§ RECORDED DATA:
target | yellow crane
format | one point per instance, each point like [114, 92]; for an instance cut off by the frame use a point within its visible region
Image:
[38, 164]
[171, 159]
==
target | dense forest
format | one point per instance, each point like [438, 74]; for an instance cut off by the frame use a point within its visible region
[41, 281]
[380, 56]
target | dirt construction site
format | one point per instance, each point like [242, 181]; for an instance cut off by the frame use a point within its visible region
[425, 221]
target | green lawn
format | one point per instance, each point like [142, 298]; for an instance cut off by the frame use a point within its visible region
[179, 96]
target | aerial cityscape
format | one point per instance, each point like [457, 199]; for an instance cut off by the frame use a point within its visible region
==
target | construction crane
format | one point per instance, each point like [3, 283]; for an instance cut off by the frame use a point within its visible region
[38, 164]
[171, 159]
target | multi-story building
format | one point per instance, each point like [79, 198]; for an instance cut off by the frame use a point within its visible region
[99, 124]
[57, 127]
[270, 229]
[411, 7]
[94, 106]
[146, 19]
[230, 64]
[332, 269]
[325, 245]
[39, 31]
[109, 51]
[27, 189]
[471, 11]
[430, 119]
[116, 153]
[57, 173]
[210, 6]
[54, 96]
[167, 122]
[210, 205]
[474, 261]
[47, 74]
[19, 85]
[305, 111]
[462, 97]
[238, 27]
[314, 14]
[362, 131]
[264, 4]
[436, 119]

§ TASK GOAL:
Count the lines of the material above that contain the word "crane", and reply with the number alone.

§ FINAL ANSWER:
2